• **Texto del ejercicio**:
◇ ◇ ◇ ◇ ◇ ◇ ◇

Era el caso, por ejemplo, de la bendición de los animales a los que, bajo el patrocinio de San Antonio, aseguraba salud y fertilidad, un rito que hoy se sigue celebrando con más euforia festiva que verdadera creencia, posiblemente porque los consuelos zoológicos no se le atribuyen tanto al santo como al veterinario, cosa que resulta tranquilizadora.

Rogativas y procesiones

Mossènyer intervenía también con rogativas y procesiones para que los cielos aliviaran con lluvias los campos exhaustos y, entre otros oficios, en los que el cura era un epígono evolucionado del hechicero tribal, estaba la salpassa, larvado rito de antiquísimas creencias. En este caso se trataba de bendecir, una por una, las casas de la parroquia que se aspergiaban aplicadamente con agua bendita, dejando montoncitos de sal en los rincones para conjurar a los demonios. Era una liturgia que se hacía con la colaboración del monago de turno que en un cesto recogía, de la familia visitada, el pago en especies de los domésticos exorcismos y que colmaba la despensa parroquial con huevos, frutas y alguna gallina.

◇ ◇ ◇ ◇ ◇ ◇ ◇

• **Enunciado**:
Según el texto del ejercicio, ¿con qué productos colmaba el monago la despensa parroquial? Enumérelos todos.

Datos procedentes de una fuente
◇ ◇ ◇ ◇ ◇ ◇ ◇

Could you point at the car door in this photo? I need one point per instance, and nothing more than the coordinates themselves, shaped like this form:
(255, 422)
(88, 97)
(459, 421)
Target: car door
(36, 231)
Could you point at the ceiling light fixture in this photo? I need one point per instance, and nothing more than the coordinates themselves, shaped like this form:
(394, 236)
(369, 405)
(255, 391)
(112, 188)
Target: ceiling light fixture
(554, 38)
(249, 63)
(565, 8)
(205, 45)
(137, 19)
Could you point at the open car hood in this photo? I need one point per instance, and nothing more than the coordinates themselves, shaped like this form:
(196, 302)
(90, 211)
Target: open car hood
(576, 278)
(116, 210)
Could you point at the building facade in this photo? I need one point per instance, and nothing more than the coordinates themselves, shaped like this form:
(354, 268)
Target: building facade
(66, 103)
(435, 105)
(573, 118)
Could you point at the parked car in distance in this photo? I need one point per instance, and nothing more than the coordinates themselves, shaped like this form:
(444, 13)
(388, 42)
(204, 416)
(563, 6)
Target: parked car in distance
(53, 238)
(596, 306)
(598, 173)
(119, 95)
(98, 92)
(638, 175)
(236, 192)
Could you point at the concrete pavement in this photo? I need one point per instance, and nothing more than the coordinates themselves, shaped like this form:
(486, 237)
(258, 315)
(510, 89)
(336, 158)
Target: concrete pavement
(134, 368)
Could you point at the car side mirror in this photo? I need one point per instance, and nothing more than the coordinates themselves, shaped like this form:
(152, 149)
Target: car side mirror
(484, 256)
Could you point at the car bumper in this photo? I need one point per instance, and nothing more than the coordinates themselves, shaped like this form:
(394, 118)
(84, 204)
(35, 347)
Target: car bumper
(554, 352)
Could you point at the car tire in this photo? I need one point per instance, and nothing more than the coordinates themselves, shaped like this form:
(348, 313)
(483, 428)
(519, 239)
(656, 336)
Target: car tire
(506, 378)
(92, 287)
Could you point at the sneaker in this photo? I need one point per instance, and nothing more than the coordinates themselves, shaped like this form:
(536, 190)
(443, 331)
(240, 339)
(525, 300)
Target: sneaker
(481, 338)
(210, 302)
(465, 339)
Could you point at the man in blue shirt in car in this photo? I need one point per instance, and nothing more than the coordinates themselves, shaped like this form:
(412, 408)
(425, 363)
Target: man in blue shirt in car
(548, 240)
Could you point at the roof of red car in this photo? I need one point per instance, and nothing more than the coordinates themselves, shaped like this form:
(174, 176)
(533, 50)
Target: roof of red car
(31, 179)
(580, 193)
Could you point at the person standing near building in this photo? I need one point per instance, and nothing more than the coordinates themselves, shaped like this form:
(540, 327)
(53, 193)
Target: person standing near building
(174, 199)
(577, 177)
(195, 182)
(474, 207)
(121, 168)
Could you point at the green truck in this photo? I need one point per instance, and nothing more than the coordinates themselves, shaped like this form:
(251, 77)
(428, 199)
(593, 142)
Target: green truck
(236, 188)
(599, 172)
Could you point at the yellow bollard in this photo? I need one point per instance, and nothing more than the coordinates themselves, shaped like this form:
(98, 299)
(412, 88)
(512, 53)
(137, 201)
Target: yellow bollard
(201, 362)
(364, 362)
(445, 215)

◇ ◇ ◇ ◇ ◇ ◇ ◇

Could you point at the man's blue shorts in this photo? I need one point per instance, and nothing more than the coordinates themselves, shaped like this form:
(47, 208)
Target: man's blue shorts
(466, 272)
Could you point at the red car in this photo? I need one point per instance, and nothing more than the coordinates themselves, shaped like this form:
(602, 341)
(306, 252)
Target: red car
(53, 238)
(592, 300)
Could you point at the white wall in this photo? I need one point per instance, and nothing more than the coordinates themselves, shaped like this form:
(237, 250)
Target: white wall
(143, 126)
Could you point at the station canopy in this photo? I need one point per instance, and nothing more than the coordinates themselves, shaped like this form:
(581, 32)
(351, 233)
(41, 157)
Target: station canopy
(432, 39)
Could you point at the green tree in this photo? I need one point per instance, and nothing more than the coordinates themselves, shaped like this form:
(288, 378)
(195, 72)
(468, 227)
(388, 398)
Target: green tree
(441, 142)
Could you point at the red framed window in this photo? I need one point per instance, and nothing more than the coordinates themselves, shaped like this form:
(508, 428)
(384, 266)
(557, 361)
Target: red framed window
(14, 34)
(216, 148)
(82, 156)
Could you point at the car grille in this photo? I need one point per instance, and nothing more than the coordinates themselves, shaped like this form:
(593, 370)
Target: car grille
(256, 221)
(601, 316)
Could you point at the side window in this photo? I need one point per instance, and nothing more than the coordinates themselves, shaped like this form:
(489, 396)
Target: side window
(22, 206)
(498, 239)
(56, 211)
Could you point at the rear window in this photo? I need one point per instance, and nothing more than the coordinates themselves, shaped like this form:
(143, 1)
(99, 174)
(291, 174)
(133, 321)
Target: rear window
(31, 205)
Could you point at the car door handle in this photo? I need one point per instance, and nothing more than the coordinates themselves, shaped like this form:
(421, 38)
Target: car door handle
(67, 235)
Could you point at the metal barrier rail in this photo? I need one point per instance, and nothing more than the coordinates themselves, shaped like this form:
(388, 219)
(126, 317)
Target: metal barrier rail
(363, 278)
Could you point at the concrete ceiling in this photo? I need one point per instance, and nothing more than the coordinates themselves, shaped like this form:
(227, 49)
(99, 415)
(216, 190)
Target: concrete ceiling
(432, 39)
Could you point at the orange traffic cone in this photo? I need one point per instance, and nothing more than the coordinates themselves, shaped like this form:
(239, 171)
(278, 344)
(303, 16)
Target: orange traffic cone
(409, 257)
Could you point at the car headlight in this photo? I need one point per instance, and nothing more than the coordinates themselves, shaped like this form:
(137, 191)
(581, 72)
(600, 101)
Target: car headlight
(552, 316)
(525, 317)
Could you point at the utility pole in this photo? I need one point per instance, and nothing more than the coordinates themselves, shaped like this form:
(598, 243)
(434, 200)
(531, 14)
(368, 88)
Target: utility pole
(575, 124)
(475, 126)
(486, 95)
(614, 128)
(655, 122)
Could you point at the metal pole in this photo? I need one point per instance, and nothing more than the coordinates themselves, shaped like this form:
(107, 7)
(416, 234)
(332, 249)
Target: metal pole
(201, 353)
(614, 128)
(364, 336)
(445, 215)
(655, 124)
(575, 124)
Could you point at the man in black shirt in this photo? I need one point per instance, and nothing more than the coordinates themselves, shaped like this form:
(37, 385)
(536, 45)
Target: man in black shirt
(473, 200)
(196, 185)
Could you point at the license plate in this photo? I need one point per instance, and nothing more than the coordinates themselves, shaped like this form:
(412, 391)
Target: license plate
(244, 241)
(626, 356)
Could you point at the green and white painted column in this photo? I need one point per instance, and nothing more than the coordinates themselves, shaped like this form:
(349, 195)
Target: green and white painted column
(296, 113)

◇ ◇ ◇ ◇ ◇ ◇ ◇

• **Respuesta**:
Huevos, frutas y alguna gallina.